» Objetivo 1:
Responde estas preguntas con lo que dice el texto sobre la crisis financiera que aparece más abajo:
(a) ¿Qué entidad compró al banco de inversión Bear Stearns?
(b) ¿De qué importe fue la garantía que aportó el Banco de la Reserva Federal de Nueva York?
(c) ¿De dónde era el banco Indy Mac?

» Texto dado:
::::
Lo que aconteció entre agosto de 2007 y septiembre de 2008 ayuda a comprender la insuficiencia de la respuesta. La falta de confianza, y consiguiente salida de inversores en esos segmentos de titulización basados en las hipotecas de baja calidad, inicia un tensión in crescendo en casi todos los mercados financieros. Esta se hace evidente en marzo de 2008, cuando el banco de inversión Bear Stearns –que tenía una gran exposición a esos riesgos y estaba muy endeudado– tuvo que ser rescatado y comprado por JP Morgan.

A pesar de que el Gobierno americano era republicano y refractario a las ayudas públicas, el Banco de la Reserva Federal de Nueva York aportó una garantía de 29.000 millones. Pese a la gravedad de la señal que dio Bear Stearns, y de los sucesivos problemas que meses más tarde tuvo el banco californiano Indy Mac –con depositantes sacando sus ahorros a la carrera– y los problemas de las corporaciones hipotecarias paragubernamentales Freddie Mac y Fannie Mae, no se hizo suficiente para intentar frenar la hemorragia y sobre todo generar confianza en unos mercados cada vez más convulsos.
::::
» Filas del conjunto de datos de señalamiento:
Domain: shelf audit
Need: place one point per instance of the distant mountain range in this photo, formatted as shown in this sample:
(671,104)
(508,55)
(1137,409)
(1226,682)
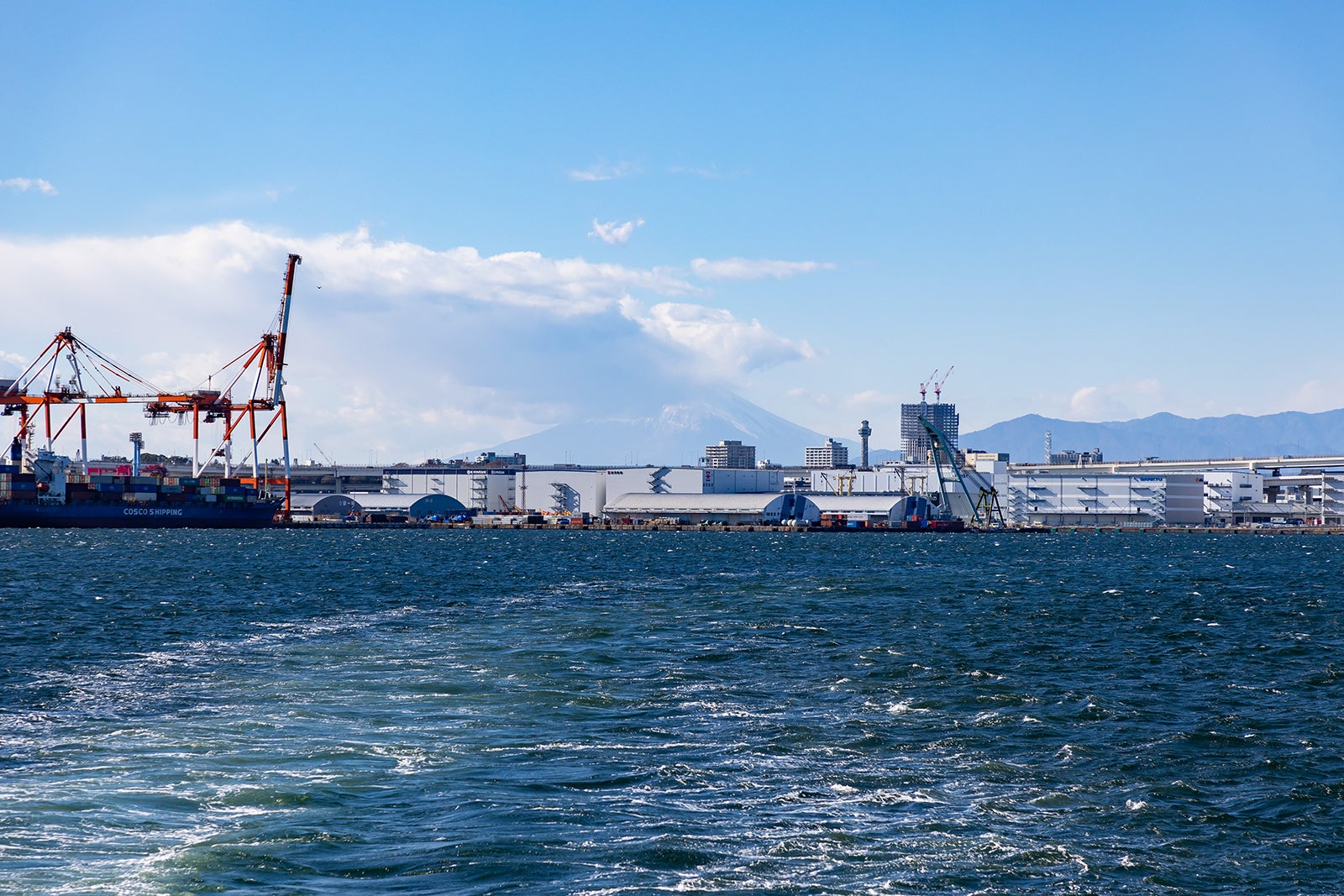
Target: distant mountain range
(678,432)
(1168,437)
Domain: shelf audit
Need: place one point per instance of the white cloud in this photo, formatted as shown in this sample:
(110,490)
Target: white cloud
(405,351)
(721,344)
(615,234)
(753,269)
(1117,401)
(24,184)
(604,170)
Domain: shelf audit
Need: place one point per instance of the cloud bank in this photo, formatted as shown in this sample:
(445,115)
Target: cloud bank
(753,269)
(396,351)
(24,184)
(615,234)
(604,170)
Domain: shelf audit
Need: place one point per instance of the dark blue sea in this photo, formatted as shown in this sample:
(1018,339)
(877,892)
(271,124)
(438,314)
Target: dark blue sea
(612,712)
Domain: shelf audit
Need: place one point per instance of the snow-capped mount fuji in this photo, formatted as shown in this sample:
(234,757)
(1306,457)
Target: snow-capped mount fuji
(672,434)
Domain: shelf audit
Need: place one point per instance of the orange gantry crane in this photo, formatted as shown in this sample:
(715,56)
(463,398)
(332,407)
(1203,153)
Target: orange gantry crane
(39,396)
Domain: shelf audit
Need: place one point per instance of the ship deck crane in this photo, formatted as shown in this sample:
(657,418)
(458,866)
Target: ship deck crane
(97,379)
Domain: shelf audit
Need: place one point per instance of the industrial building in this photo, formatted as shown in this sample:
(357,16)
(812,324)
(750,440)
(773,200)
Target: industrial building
(1105,499)
(730,456)
(313,508)
(412,506)
(719,510)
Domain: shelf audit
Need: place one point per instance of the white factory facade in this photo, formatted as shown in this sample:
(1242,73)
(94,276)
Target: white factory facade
(729,485)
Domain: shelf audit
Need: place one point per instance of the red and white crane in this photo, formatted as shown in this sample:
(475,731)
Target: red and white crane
(96,379)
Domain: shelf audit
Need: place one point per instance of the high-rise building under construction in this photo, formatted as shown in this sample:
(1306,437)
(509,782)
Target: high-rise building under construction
(914,439)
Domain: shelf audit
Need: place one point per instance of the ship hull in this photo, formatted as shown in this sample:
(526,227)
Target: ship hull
(125,516)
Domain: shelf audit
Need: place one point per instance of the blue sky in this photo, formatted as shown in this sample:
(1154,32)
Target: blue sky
(1095,211)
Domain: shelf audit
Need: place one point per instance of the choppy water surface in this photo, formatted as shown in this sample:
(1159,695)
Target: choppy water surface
(476,712)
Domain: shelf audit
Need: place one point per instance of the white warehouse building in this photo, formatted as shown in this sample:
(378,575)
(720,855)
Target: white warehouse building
(1057,497)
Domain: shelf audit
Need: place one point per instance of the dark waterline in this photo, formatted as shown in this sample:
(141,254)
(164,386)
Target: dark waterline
(484,712)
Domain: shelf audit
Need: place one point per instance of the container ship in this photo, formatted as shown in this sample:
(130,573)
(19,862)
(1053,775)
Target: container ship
(42,488)
(49,493)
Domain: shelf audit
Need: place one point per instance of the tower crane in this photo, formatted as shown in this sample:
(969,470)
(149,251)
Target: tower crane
(937,387)
(924,387)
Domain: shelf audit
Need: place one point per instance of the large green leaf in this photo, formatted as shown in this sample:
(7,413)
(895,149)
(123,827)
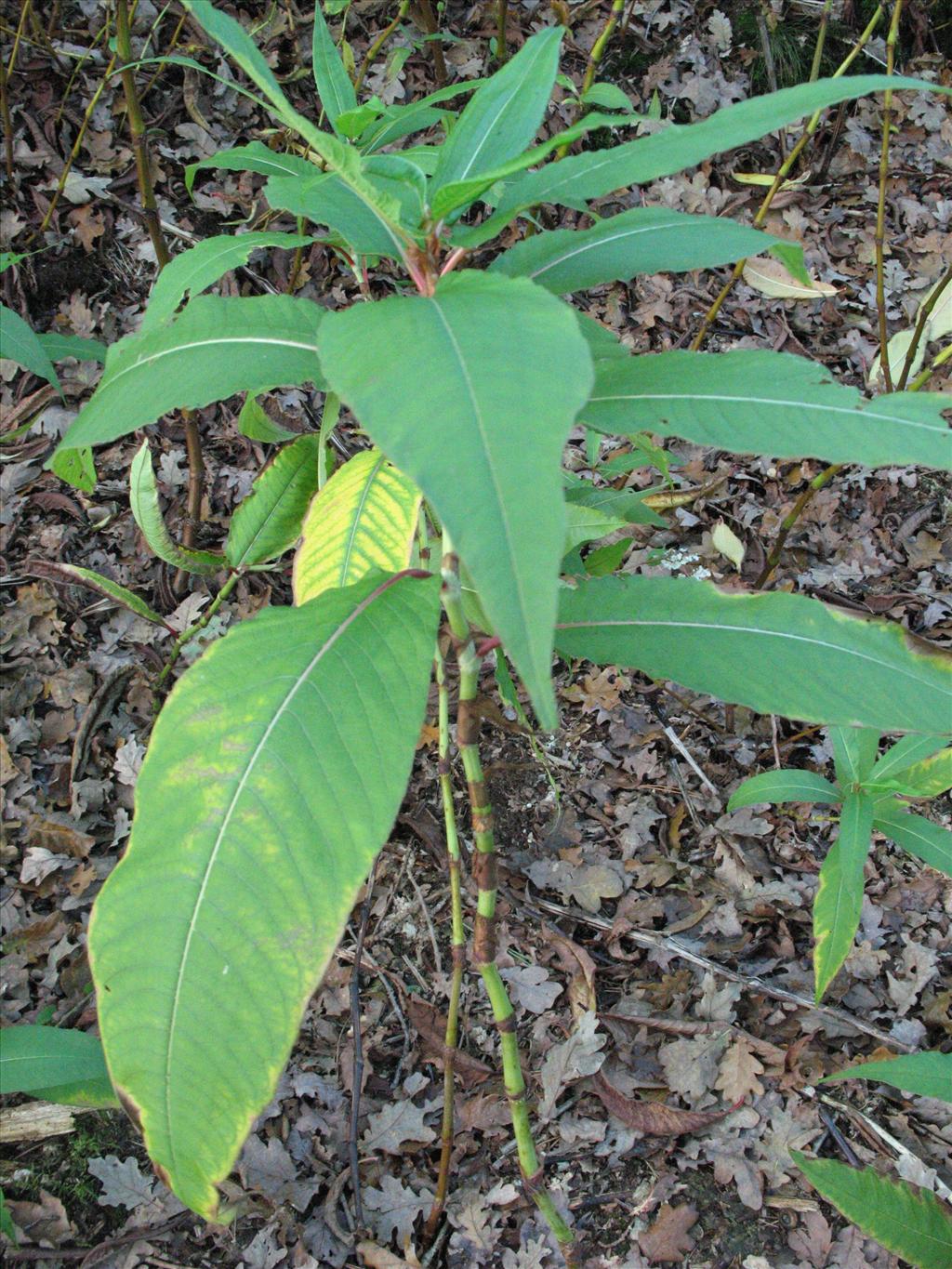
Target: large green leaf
(268,522)
(55,1064)
(777,654)
(904,1219)
(20,343)
(364,518)
(756,402)
(840,897)
(454,395)
(143,499)
(919,837)
(643,240)
(930,1075)
(216,348)
(273,777)
(579,178)
(194,271)
(333,83)
(778,787)
(501,117)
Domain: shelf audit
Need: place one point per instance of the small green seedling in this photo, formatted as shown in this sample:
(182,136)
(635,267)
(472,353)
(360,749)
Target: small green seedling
(869,789)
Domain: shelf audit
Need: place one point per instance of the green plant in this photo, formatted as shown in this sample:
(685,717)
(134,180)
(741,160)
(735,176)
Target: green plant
::::
» Objetivo 2:
Indica cuántas líneas de las filas contienen la cadena "fuji", distinguiendo entre mayúsculas y minúsculas. Responde solo con el número.

» Respuesta correcta 1:
(a) JP Morgan.
(b) De 29.000 millones.
(c) Era un banco californiano.

» Respuesta correcta 2:
2